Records
Begin

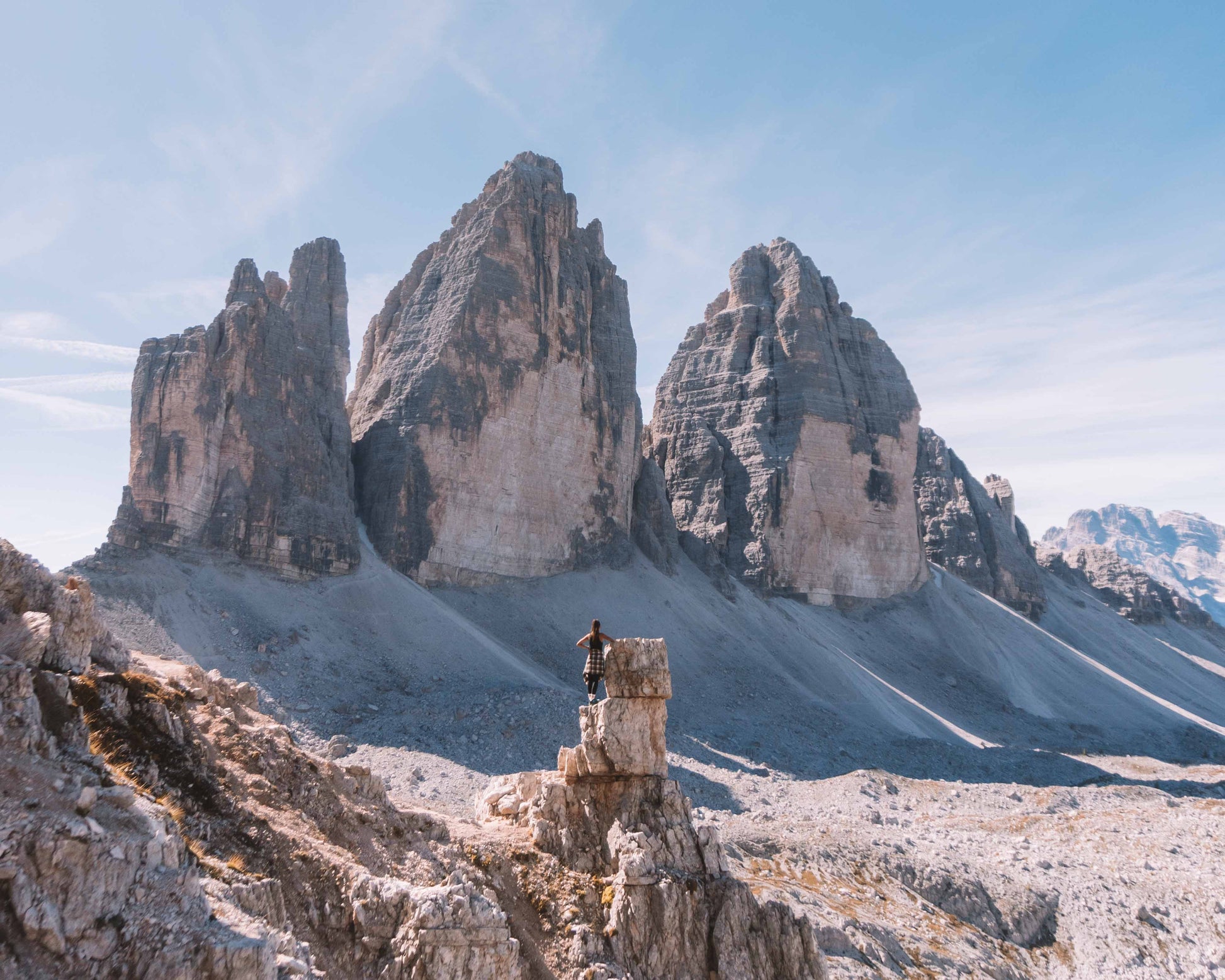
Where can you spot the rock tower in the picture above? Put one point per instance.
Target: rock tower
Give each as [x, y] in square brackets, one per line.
[495, 414]
[787, 432]
[972, 529]
[609, 810]
[239, 439]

End

_REQUIRED TASK:_
Copy the listing above line for line, without any changes, and leave out the pictures.

_SOLVED EXERCISE:_
Where can you spot the rock tower in the picture above? Put one point per instance.
Target: rock tower
Give each as [x, y] in square brackets, one per line.
[495, 414]
[787, 432]
[972, 529]
[609, 810]
[239, 439]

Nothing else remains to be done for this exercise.